Records of outline annotations:
++++++++++++++++++++

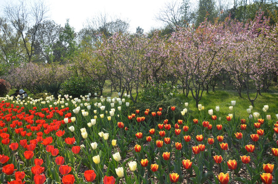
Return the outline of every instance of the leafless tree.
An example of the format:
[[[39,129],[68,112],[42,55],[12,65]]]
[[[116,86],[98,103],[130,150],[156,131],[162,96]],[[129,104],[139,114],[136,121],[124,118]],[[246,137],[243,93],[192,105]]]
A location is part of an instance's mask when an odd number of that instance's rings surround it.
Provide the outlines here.
[[[24,0],[18,4],[8,4],[4,9],[6,18],[16,32],[20,34],[26,51],[25,59],[30,62],[34,53],[34,44],[41,22],[46,19],[48,9],[44,2],[29,5]]]

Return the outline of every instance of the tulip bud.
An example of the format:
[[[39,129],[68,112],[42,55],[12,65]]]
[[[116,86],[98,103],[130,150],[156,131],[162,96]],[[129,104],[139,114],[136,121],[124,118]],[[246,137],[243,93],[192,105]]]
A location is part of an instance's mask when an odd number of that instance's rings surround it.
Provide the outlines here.
[[[69,129],[72,132],[73,132],[74,131],[74,127],[73,126],[71,126],[69,127]]]
[[[119,177],[122,177],[123,176],[123,168],[122,167],[118,168],[118,169],[115,169],[116,171],[116,174]]]
[[[129,167],[131,171],[134,171],[136,170],[137,167],[137,163],[136,161],[130,162],[129,163]]]
[[[96,149],[97,149],[97,143],[96,142],[92,143],[91,143],[91,146],[93,150],[95,150]]]
[[[93,157],[93,161],[96,164],[98,164],[100,162],[100,159],[99,158],[99,155],[94,156]]]

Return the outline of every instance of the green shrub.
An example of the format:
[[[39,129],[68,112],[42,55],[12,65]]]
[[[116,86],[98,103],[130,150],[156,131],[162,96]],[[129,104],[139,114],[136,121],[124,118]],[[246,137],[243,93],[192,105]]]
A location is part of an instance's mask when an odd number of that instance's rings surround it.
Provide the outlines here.
[[[61,93],[73,97],[80,97],[80,95],[94,94],[98,90],[97,81],[93,81],[88,78],[72,77],[61,85]]]
[[[176,86],[167,83],[145,86],[140,94],[140,101],[152,102],[161,101],[163,100],[176,98],[178,96]]]
[[[11,89],[10,83],[4,79],[0,79],[0,97],[5,97]]]
[[[34,95],[33,98],[34,99],[39,99],[40,98],[45,99],[47,96],[44,93],[40,93]]]

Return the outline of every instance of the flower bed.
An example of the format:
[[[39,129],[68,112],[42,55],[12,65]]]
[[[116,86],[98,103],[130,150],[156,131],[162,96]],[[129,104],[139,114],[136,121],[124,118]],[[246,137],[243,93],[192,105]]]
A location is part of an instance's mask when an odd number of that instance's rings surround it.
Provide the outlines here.
[[[129,112],[125,98],[90,98],[3,99],[0,182],[278,180],[278,122],[267,114],[267,105],[261,114],[249,108],[245,119],[232,101],[222,120],[219,107],[207,113],[202,105],[196,117],[185,108],[183,119],[167,120],[161,115],[170,116],[175,107]]]

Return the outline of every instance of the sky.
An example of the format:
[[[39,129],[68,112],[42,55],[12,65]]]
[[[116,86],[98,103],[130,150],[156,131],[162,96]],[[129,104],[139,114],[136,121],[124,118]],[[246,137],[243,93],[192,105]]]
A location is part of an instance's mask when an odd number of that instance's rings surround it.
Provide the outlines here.
[[[32,2],[33,0],[29,0]],[[35,1],[35,0],[34,0]],[[7,2],[16,2],[17,0],[0,0],[1,12]],[[120,18],[130,24],[129,31],[136,32],[140,26],[147,32],[152,28],[163,26],[163,22],[156,20],[156,15],[165,7],[166,3],[173,0],[45,0],[48,6],[49,19],[63,26],[67,19],[76,32],[86,24],[100,15],[108,17]],[[181,2],[181,0],[180,1]]]

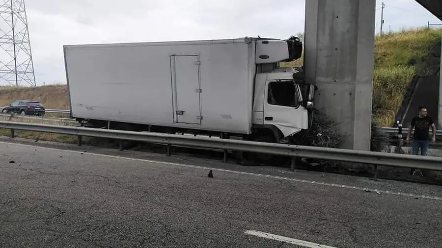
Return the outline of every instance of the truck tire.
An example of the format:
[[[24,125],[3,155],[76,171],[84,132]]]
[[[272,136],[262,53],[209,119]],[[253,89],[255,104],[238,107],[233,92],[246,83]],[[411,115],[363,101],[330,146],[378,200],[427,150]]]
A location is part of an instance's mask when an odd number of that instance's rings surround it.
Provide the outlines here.
[[[268,129],[262,129],[248,137],[247,140],[258,142],[276,143],[276,138],[273,132]],[[267,153],[259,153],[244,151],[241,153],[240,160],[246,164],[269,165],[276,162],[277,156]]]

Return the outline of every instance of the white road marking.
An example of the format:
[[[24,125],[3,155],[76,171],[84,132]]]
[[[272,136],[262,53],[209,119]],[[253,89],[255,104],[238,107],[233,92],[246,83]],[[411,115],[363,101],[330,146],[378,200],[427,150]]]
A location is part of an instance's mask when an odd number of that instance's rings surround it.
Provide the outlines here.
[[[283,236],[276,235],[271,233],[267,233],[266,232],[260,232],[259,231],[253,231],[252,230],[248,230],[245,232],[246,234],[249,235],[253,235],[261,238],[266,239],[273,239],[281,242],[285,242],[297,246],[302,246],[303,247],[308,247],[308,248],[337,248],[325,245],[321,245],[315,243],[309,242],[299,239],[293,239],[292,238],[288,238]]]
[[[132,161],[140,161],[140,162],[146,162],[147,163],[152,163],[156,164],[160,164],[163,165],[173,165],[176,166],[181,166],[182,167],[188,167],[191,168],[195,168],[195,169],[202,169],[204,170],[212,170],[214,171],[218,171],[218,172],[228,172],[230,173],[233,173],[234,174],[247,174],[249,175],[252,175],[254,176],[259,176],[261,177],[267,177],[269,178],[273,178],[273,179],[277,179],[279,180],[284,180],[287,181],[290,181],[293,182],[302,182],[304,183],[310,183],[311,184],[316,184],[318,185],[322,185],[322,186],[326,186],[329,187],[337,187],[337,188],[345,188],[346,189],[350,189],[357,190],[360,190],[363,191],[371,191],[372,192],[375,192],[378,194],[380,193],[387,194],[388,195],[394,195],[396,196],[407,196],[410,197],[413,197],[414,198],[421,198],[424,199],[430,199],[432,200],[442,200],[442,197],[433,197],[431,196],[426,196],[424,195],[415,195],[413,194],[409,194],[409,193],[404,193],[402,192],[394,192],[390,191],[384,191],[384,190],[380,190],[377,189],[369,189],[368,188],[361,188],[360,187],[357,187],[355,186],[348,186],[345,185],[344,184],[336,184],[334,183],[329,183],[324,182],[317,182],[316,181],[309,181],[307,180],[304,179],[300,179],[295,178],[288,178],[282,176],[278,176],[276,175],[264,175],[262,174],[257,174],[256,173],[247,173],[244,172],[240,172],[237,171],[232,171],[231,170],[225,170],[223,169],[219,169],[219,168],[214,168],[211,167],[205,167],[203,166],[199,166],[197,165],[186,165],[184,164],[180,164],[178,163],[172,163],[169,162],[164,162],[164,161],[159,161],[156,160],[152,160],[149,159],[143,159],[141,158],[130,158],[128,157],[122,157],[120,156],[116,156],[113,155],[107,155],[101,153],[95,153],[93,152],[83,152],[81,151],[76,151],[72,150],[67,150],[63,149],[59,149],[57,148],[47,148],[44,147],[40,147],[38,146],[32,146],[30,145],[25,145],[23,144],[18,144],[18,143],[12,143],[9,142],[5,142],[2,141],[0,141],[0,144],[4,144],[7,145],[16,145],[18,146],[22,146],[22,147],[32,147],[32,148],[38,148],[41,149],[44,149],[50,150],[57,150],[64,151],[66,152],[71,152],[73,153],[83,153],[84,155],[90,155],[93,156],[97,156],[100,157],[108,157],[108,158],[116,158],[119,159],[125,159],[128,160],[132,160]]]

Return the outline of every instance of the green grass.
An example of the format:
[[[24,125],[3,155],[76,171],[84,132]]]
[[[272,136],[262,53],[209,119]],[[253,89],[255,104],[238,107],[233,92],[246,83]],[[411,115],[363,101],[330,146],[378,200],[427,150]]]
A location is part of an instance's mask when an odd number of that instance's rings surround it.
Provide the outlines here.
[[[440,58],[428,57],[434,46],[441,45],[441,36],[442,29],[422,28],[375,37],[372,117],[381,126],[393,124],[413,76],[434,74],[439,68]],[[301,66],[303,55],[281,65]]]
[[[424,28],[375,37],[373,118],[382,126],[393,124],[413,76],[434,74],[439,68],[439,60],[428,57],[441,45],[441,35],[442,29]]]

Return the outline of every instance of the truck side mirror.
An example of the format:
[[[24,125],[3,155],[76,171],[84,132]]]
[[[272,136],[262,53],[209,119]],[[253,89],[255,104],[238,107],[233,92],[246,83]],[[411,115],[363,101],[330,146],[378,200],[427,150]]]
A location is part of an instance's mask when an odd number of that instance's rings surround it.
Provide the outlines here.
[[[318,89],[317,87],[313,84],[310,85],[310,87],[308,89],[308,96],[307,97],[308,100],[312,100],[315,98],[315,91],[317,89]]]

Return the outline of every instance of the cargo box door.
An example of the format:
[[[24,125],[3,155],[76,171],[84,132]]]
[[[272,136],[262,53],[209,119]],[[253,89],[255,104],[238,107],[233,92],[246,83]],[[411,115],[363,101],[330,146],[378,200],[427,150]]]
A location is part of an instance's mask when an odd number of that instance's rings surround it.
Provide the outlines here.
[[[201,124],[198,55],[170,56],[174,122]]]

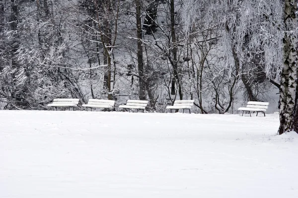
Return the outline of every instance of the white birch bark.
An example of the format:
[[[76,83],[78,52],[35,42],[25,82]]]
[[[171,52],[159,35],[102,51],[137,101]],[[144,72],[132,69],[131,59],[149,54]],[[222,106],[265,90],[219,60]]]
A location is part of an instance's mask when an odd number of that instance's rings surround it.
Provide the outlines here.
[[[284,62],[280,89],[279,134],[293,130],[297,85],[297,0],[286,0],[285,32],[283,40]]]

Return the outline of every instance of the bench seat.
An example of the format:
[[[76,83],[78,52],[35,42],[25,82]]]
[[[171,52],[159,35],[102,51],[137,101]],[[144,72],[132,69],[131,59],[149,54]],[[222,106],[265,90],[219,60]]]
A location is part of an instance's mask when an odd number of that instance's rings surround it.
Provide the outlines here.
[[[168,106],[165,108],[169,109],[189,109],[191,108],[190,106]]]
[[[240,107],[238,108],[238,110],[242,111],[242,116],[243,116],[244,111],[249,112],[250,117],[251,117],[250,112],[256,111],[257,112],[257,116],[258,116],[258,113],[259,112],[261,112],[264,113],[264,116],[265,117],[266,116],[265,113],[266,112],[267,109],[268,108],[269,105],[269,102],[249,101],[247,102],[247,105],[246,107]]]
[[[53,102],[48,104],[48,106],[56,107],[73,107],[74,110],[74,107],[77,107],[79,99],[55,99],[53,100]]]
[[[82,105],[84,107],[89,107],[92,111],[92,108],[102,108],[112,110],[115,105],[115,100],[102,99],[89,99],[87,104]]]
[[[49,104],[48,106],[74,106],[76,107],[77,105],[75,104],[70,104],[70,103],[60,103],[60,104]]]
[[[145,109],[145,106],[131,106],[131,105],[119,105],[119,108],[133,108],[133,109]]]
[[[256,108],[240,107],[238,109],[238,110],[240,111],[266,112],[266,109]]]
[[[190,109],[194,105],[194,99],[176,100],[174,102],[173,106],[167,106],[165,108],[167,109],[183,109],[183,113],[184,113],[184,109],[188,109],[189,113],[190,113]]]
[[[119,108],[122,108],[128,109],[130,111],[130,109],[141,109],[143,110],[143,112],[145,110],[146,106],[148,105],[148,100],[140,100],[137,99],[129,99],[126,102],[126,105],[119,105]]]
[[[98,104],[83,104],[82,106],[85,107],[94,107],[94,108],[112,108],[112,107],[110,105],[98,105]]]

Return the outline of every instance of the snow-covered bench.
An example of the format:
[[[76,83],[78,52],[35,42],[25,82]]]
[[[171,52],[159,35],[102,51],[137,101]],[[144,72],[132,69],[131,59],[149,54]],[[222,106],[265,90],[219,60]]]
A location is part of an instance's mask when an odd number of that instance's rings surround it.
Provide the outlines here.
[[[185,99],[182,100],[175,100],[173,106],[167,106],[166,108],[168,109],[183,109],[183,113],[184,109],[188,109],[189,113],[190,113],[190,109],[194,105],[195,100],[194,99]]]
[[[48,104],[48,106],[56,107],[57,110],[57,107],[69,106],[70,109],[73,107],[74,110],[74,107],[77,107],[79,99],[55,99],[53,100],[53,102]]]
[[[144,112],[145,108],[148,104],[147,100],[139,100],[137,99],[129,99],[126,102],[126,105],[119,105],[119,108],[128,109],[130,112],[130,109],[137,109],[138,112],[139,109],[141,109]]]
[[[108,109],[109,110],[113,110],[115,105],[115,100],[101,99],[89,99],[87,104],[83,104],[82,106],[85,107],[89,107],[92,111],[92,108],[102,108]]]
[[[269,102],[256,102],[254,101],[250,101],[247,102],[247,105],[246,107],[240,107],[238,109],[239,111],[242,111],[242,116],[243,116],[243,113],[244,111],[247,111],[249,112],[249,115],[250,115],[250,117],[251,117],[251,114],[250,114],[250,111],[256,111],[257,112],[257,116],[258,116],[258,113],[259,112],[262,112],[264,113],[264,116],[266,116],[265,115],[265,112],[267,108],[268,108],[268,106],[269,105]]]

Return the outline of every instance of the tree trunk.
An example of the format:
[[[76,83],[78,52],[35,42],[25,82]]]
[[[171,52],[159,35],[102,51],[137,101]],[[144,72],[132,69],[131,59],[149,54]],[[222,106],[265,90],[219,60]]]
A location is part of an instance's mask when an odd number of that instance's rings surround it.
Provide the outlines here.
[[[142,40],[142,15],[141,13],[140,0],[136,0],[136,8],[137,12],[137,36],[138,38],[138,70],[139,71],[139,82],[140,83],[139,98],[140,99],[146,99],[145,81],[144,79],[143,65],[143,49]]]
[[[295,13],[297,11],[297,0],[285,0],[284,16],[285,27],[283,39],[284,62],[280,90],[280,135],[294,129],[297,85],[297,44],[296,36],[294,34],[296,34],[295,28],[297,25]]]
[[[175,7],[174,0],[171,0],[170,2],[170,13],[171,13],[171,36],[172,37],[172,54],[173,55],[173,69],[174,72],[174,77],[172,79],[172,87],[171,90],[171,94],[174,95],[175,93],[175,84],[177,83],[178,85],[178,91],[180,99],[182,99],[183,95],[182,94],[181,85],[180,80],[179,78],[178,72],[178,60],[177,57],[177,40],[176,39],[176,33],[175,32]]]

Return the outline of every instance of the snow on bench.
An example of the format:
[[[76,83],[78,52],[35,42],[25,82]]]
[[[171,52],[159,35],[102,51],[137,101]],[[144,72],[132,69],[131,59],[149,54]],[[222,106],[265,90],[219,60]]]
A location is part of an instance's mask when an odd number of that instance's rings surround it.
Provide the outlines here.
[[[126,102],[126,105],[119,105],[119,108],[122,108],[124,109],[128,109],[130,112],[130,109],[137,109],[137,112],[139,109],[142,109],[144,112],[144,110],[147,105],[148,101],[147,100],[139,100],[137,99],[129,99]]]
[[[56,110],[58,107],[69,106],[70,109],[73,107],[74,110],[74,107],[77,107],[79,99],[55,99],[53,102],[48,104],[48,106],[55,107]]]
[[[195,102],[194,99],[185,99],[182,100],[175,100],[173,106],[167,106],[166,108],[168,109],[183,109],[183,113],[184,109],[188,109],[189,113],[190,113],[190,109],[194,105]]]
[[[102,99],[89,99],[87,104],[82,106],[89,107],[92,111],[92,108],[103,108],[111,110],[114,108],[115,100]]]
[[[264,116],[266,116],[265,115],[265,112],[267,108],[268,108],[268,106],[269,105],[269,102],[256,102],[254,101],[250,101],[247,102],[247,105],[246,107],[240,107],[238,109],[239,111],[243,111],[242,112],[242,116],[243,116],[243,113],[244,111],[247,111],[249,112],[249,115],[250,115],[250,117],[251,117],[251,114],[250,114],[250,111],[256,111],[257,112],[257,116],[258,116],[258,113],[259,112],[262,112],[264,113]]]

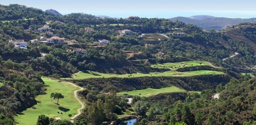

++++++++++++++++++++

TASK DETAILS:
Copy the material starting at the line that has "Return the outline of every instance of the cargo" and stopping after the line that has "[[[201,124],[198,55],[170,56],[174,122]]]", switching "cargo box door" to "trunk lid" and keeping everything else the same.

EXERCISE RESPONSE:
Return the outline of every instance of the trunk lid.
An example of the format:
[[[24,125],[3,155],[76,171],[84,132]]]
[[[272,136],[262,53],[209,119]],[[253,89],[255,104],[238,107],[233,92],[246,83]],[[411,115],[363,101],[330,146],[378,200],[427,150]]]
A location is part of an instance's mask when an odd number of that instance's rings surround it.
Provide the outlines here.
[[[201,124],[198,55],[170,56],[174,122]]]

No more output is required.